Data records

----

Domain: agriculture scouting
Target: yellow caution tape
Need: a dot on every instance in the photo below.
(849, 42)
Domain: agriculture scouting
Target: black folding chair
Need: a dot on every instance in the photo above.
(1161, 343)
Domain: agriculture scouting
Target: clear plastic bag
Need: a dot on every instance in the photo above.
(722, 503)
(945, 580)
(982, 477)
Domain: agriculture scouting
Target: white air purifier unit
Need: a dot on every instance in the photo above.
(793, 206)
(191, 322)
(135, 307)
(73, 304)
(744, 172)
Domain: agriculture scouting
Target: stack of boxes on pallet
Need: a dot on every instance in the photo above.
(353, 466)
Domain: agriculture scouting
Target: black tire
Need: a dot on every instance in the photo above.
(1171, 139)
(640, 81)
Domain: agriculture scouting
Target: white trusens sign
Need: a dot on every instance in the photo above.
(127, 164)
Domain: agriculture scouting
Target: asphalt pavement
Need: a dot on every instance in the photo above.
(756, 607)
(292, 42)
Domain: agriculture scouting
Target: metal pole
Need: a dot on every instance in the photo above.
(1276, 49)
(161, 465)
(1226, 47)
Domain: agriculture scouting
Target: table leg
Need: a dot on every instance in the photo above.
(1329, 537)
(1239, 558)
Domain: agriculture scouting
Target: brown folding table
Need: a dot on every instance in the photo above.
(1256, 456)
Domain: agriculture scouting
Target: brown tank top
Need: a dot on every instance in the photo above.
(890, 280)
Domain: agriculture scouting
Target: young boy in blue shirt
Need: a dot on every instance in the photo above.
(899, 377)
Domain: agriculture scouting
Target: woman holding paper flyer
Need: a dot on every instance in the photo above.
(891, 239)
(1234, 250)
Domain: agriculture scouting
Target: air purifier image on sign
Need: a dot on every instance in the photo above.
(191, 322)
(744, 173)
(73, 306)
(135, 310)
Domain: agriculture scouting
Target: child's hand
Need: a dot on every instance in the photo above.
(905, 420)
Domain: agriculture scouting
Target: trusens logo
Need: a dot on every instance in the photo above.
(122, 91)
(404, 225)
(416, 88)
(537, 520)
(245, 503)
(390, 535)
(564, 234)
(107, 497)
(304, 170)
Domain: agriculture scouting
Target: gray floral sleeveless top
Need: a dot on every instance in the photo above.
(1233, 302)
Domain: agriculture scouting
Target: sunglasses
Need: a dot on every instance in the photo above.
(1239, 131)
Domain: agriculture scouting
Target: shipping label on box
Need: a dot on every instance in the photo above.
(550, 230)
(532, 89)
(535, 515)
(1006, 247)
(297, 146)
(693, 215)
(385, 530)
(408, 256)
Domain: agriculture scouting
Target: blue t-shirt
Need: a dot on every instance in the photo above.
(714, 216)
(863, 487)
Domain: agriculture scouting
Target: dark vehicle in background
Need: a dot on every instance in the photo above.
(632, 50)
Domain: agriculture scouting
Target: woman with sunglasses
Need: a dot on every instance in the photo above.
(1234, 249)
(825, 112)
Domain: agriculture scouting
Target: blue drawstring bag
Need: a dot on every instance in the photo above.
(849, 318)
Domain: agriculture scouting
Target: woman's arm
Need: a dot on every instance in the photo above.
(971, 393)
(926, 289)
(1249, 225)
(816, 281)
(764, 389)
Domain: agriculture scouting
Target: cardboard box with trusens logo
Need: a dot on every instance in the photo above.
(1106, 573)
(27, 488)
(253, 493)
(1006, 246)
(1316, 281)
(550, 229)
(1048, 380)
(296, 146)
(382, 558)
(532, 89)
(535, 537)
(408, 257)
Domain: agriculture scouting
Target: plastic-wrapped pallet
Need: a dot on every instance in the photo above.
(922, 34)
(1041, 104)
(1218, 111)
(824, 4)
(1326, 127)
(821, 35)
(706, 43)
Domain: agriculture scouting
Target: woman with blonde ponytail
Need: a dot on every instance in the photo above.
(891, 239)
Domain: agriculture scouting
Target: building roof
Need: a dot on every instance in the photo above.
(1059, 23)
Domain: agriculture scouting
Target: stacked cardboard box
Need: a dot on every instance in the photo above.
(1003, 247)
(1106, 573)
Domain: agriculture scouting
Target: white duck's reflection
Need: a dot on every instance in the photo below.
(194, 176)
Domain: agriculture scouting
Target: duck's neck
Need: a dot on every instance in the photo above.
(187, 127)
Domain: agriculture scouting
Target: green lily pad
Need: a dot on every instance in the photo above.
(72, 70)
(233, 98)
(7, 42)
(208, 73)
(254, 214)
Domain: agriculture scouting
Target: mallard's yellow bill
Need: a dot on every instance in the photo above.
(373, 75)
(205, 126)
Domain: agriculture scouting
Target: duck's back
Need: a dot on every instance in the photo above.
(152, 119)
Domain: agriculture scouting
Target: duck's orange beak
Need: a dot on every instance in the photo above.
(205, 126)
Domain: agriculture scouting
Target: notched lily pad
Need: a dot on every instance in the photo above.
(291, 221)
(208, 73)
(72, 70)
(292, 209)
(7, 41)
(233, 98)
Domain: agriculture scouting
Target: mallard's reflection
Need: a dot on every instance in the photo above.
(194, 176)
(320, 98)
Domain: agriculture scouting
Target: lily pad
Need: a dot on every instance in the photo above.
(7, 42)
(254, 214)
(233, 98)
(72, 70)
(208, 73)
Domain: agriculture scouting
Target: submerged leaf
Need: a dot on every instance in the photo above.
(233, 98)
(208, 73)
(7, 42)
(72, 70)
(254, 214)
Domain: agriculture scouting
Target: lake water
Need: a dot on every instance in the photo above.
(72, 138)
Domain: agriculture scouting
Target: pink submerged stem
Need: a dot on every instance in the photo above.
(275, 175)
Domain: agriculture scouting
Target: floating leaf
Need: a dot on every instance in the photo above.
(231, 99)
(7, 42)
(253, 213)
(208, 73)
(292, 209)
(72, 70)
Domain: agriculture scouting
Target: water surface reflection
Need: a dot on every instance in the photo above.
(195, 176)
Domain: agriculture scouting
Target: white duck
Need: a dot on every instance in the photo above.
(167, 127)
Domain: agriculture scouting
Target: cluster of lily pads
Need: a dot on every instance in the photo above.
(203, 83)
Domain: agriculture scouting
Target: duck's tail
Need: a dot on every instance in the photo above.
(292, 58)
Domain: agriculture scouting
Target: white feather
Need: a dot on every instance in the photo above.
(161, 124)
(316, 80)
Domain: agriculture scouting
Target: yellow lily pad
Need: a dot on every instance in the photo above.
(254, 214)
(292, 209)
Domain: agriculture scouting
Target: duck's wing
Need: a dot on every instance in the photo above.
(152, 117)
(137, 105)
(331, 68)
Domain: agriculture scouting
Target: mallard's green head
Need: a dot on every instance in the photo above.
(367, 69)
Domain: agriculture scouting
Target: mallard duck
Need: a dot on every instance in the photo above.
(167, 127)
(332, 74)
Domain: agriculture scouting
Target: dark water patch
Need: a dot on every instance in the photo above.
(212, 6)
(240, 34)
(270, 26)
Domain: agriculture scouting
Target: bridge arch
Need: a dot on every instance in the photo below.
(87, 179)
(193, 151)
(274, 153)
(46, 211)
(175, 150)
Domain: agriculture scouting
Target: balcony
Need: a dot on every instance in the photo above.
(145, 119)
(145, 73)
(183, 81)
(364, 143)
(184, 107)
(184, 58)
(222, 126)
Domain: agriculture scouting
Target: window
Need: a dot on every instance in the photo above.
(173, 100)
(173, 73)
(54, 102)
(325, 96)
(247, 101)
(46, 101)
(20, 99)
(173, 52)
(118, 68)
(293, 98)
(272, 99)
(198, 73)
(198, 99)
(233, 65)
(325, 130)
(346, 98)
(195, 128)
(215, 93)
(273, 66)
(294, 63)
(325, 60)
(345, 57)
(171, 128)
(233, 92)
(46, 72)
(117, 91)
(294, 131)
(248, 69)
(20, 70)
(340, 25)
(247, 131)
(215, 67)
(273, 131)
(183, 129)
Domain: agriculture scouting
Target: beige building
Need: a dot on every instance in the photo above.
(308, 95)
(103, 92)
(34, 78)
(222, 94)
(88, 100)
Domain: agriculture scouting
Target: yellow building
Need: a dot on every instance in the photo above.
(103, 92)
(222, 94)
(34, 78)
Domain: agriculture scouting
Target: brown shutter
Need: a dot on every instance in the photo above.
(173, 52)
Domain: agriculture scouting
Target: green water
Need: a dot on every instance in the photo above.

----

Activity: Which lines belong in the answer? Exactly those from the first line of the entries through the line holding "Target: white trusens sign", inclusive, copied unchanged.

Response area:
Domain: agriculture scouting
Target: yellow caution tape
Need: a dot on every instance in the photo below.
(849, 42)
Domain: agriculture scouting
Target: black folding chair
Need: a dot on every instance in the photo above.
(1161, 343)
Domain: agriculture scouting
Target: clear plastic bag
Need: a dot on every instance in the photo above.
(722, 503)
(945, 580)
(982, 477)
Domain: agriculture scouting
Target: white air purifier unit
Need: a dot on every instance in the photo above.
(793, 206)
(191, 322)
(135, 307)
(73, 304)
(744, 172)
Domain: agriculture scouting
Target: stack of boxes on pallet
Need: a dot on every instance in the photo above.
(353, 466)
Domain: agriculture scouting
Target: black tire
Need: a dot on every instance in the photo above.
(1171, 139)
(640, 81)
Domain: agriculture scouting
Target: white trusens sign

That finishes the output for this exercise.